TEXT EXTRACT:
----

So, the cars are ugly and uncool (I grant a matter of taste), aren’t selling in their target market (China) won’t sell meaningfully in their backup market (US) and they’re behind GM, Tesla and BYD in all regards on quality of life stuff.

Not a recipe for endurance.

thomas_witt18 days ago

Being a customer for years, I have to politely disagree.

Design is obviously a totally personal matter of taste, but as they have made many iconic shapes, apparently they're in the broad opinion not too bad at it.

The main difference is driving. I have driven many cars in my life, from very cheap to very expensive. For me personally, Porsche is in my opinion comparable to using a Mac - they're one of the few who "get it right":

- The entire workmanship is fantastic—nothing wobbles and nothing rattles. - Everything looks very harmonic, from interior to usability. Every button is where it has to be. Even the built-in entertainment system is highly usable (which in my opinion others like Mercedes never got right). - And, most importantly, despite being ICE or EV, the whole driving experience is just lightyears away from many competitors. Whether it's a 911 or a 718, they are just a joy to drive. Even a Cayenne just doesn't feel like a bulky SUV. There seems to be a lot of engineering going into all of that, weight distribution, chassis tuning, etc.

Apart from that - again, having owned many cars in my life - they're the most service-unintense cars ever. They just - work. You change the oil, sometimes the tires and that's it. I never had a single bigger problem with them.

Is there a lot of stuff which they didn't get? Agreed. Would it be nice to have better self-driving options? Without a doubt, but that's just a question of time.

But at least you have to give them that they, in strong contrast to many other German car manufacturers, didn't miss the trend and started to produce sexy EVs (hello Taycan) from very early on.

As long as I can, I will stay a loyal customer to them. If you have never driven a Porsche, get a test drive. I can only highly recommend it.

PS: And double points if you can do it on the German Autobahn. Try driving 240+ km/h with any other large-volume-production car, you'll be sweaty. With a Porsche, it just feels joyful.

berm_18 days ago

>Try driving 240+ km/h with any other large-volume-production car, you'll be sweaty.

----

SUPPLIED MATERIAL:
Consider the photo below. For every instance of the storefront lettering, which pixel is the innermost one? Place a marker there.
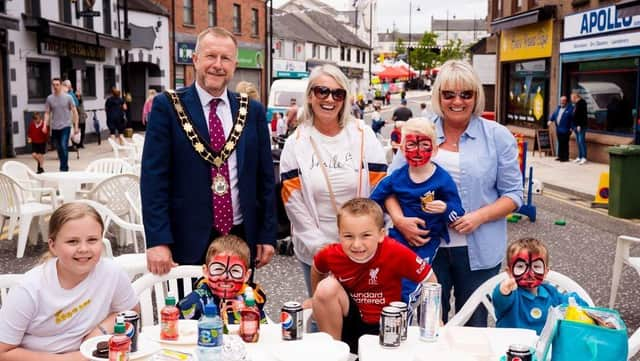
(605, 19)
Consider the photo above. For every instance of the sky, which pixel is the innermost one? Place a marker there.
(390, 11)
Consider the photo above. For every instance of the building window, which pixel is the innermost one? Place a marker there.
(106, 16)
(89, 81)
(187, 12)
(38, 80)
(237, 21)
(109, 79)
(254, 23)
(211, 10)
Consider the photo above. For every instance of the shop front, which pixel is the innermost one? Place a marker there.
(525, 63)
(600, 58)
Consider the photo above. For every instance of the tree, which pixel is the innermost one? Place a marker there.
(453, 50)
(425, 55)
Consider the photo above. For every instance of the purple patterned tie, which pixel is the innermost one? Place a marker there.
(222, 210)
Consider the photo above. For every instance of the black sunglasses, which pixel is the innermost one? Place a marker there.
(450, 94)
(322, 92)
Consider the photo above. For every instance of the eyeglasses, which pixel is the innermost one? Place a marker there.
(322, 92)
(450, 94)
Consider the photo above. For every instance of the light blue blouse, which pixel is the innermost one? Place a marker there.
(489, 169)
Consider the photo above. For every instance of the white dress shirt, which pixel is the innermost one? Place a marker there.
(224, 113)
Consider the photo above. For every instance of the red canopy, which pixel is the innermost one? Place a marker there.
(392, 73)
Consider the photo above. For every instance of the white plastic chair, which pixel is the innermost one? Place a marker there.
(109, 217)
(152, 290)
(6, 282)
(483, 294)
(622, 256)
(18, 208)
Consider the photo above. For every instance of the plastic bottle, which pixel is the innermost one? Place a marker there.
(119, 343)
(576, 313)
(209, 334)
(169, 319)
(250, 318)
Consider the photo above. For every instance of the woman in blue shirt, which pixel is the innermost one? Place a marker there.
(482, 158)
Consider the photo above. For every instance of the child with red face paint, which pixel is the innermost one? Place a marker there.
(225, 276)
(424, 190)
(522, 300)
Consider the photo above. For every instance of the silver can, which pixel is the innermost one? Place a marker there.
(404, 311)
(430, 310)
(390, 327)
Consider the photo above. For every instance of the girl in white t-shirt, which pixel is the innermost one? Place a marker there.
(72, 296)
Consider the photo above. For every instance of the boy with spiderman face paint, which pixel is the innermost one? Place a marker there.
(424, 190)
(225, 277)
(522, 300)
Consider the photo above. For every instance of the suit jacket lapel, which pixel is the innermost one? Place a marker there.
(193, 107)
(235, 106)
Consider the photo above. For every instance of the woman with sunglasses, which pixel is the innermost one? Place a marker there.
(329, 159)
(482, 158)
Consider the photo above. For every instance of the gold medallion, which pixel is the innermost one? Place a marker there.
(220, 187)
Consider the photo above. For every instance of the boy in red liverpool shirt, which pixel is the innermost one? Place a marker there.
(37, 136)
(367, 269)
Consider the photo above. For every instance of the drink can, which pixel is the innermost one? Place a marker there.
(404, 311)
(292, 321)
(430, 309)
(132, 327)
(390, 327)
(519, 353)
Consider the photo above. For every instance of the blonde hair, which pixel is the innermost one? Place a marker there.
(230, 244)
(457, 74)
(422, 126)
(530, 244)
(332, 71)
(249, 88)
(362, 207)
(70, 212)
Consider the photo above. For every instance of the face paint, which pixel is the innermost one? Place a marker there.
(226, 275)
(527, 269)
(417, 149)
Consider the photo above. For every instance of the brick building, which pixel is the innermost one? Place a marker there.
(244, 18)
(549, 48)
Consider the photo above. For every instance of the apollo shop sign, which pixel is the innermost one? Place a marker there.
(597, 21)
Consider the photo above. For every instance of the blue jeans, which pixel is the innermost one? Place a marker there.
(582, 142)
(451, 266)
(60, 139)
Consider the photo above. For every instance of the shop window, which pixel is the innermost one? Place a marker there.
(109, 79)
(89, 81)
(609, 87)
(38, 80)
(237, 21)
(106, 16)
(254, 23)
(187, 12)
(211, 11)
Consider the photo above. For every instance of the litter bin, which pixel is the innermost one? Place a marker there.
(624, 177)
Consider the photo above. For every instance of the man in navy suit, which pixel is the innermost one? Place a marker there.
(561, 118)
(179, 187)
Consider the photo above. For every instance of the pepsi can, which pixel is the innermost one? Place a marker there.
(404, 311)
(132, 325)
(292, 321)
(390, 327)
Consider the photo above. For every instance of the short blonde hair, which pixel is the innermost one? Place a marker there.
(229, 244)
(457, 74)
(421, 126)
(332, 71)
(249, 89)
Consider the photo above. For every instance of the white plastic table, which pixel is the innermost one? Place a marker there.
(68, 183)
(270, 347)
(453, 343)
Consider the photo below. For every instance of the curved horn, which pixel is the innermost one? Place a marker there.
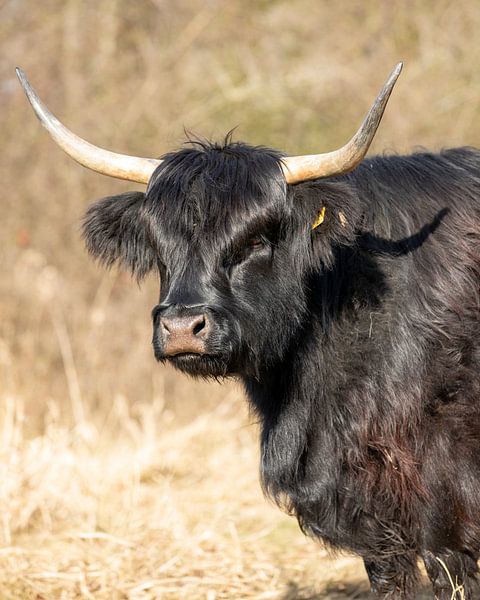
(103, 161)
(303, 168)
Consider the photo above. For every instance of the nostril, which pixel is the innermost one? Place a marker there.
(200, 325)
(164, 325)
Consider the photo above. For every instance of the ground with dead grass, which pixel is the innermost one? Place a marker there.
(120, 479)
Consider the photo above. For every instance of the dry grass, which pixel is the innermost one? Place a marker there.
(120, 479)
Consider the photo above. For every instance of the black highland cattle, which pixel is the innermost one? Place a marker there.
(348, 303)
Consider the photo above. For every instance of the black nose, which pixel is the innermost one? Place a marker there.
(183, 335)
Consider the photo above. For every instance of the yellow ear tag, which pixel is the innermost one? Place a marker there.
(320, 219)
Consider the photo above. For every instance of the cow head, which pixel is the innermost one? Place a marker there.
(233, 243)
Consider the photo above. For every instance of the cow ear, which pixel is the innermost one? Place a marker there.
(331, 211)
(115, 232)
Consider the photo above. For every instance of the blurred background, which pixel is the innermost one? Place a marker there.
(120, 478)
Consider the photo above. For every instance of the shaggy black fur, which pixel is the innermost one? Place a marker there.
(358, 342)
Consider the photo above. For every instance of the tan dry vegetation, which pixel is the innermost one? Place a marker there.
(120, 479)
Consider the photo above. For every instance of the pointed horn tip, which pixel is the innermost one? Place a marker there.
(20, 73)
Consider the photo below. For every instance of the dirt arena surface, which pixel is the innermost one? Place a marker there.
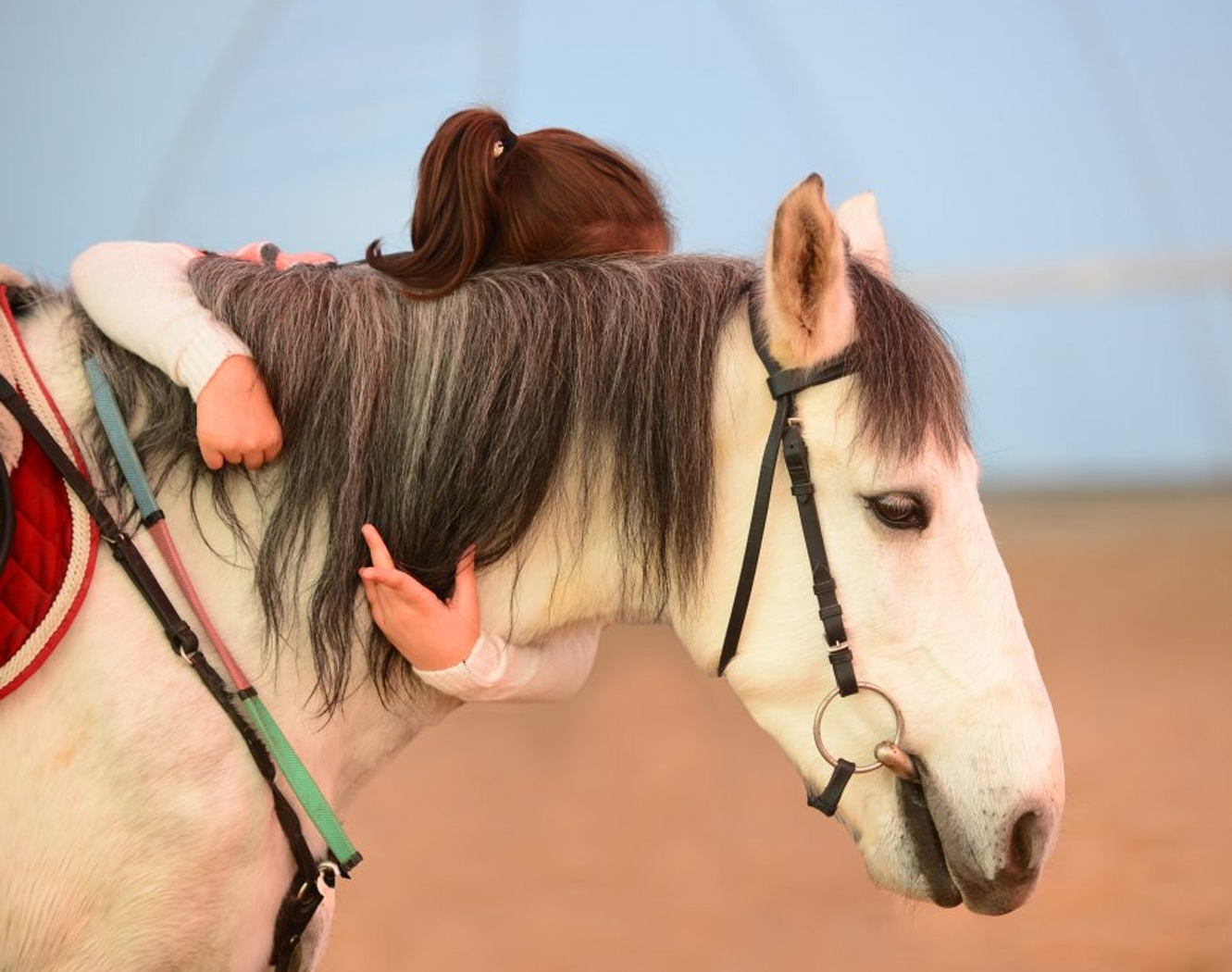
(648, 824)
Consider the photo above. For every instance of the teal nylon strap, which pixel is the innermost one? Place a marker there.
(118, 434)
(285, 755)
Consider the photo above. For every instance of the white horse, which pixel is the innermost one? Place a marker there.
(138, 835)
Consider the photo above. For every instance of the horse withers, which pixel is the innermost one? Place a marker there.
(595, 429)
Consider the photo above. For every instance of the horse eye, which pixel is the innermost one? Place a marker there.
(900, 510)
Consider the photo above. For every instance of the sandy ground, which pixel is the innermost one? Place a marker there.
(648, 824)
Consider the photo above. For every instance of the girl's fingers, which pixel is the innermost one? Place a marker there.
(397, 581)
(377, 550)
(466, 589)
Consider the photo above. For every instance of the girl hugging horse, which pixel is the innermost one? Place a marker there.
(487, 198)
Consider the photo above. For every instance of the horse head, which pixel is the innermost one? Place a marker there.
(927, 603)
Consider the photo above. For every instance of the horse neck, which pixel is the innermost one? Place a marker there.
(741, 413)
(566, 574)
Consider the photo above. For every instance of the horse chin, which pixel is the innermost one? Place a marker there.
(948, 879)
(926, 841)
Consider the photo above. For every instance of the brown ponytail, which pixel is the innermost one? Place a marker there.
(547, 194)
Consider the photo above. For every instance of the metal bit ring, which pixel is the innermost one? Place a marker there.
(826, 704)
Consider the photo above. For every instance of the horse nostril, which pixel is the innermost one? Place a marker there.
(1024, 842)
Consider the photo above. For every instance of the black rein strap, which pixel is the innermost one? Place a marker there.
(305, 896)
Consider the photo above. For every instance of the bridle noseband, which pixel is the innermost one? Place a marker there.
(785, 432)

----

TASK DIRECTIONS: In the Porsche discussion, what does the longtime customer say is the only upkeep the cars need? Nothing here depends on the listing.

WRITTEN REPLY: Changing the oil and sometimes the tires.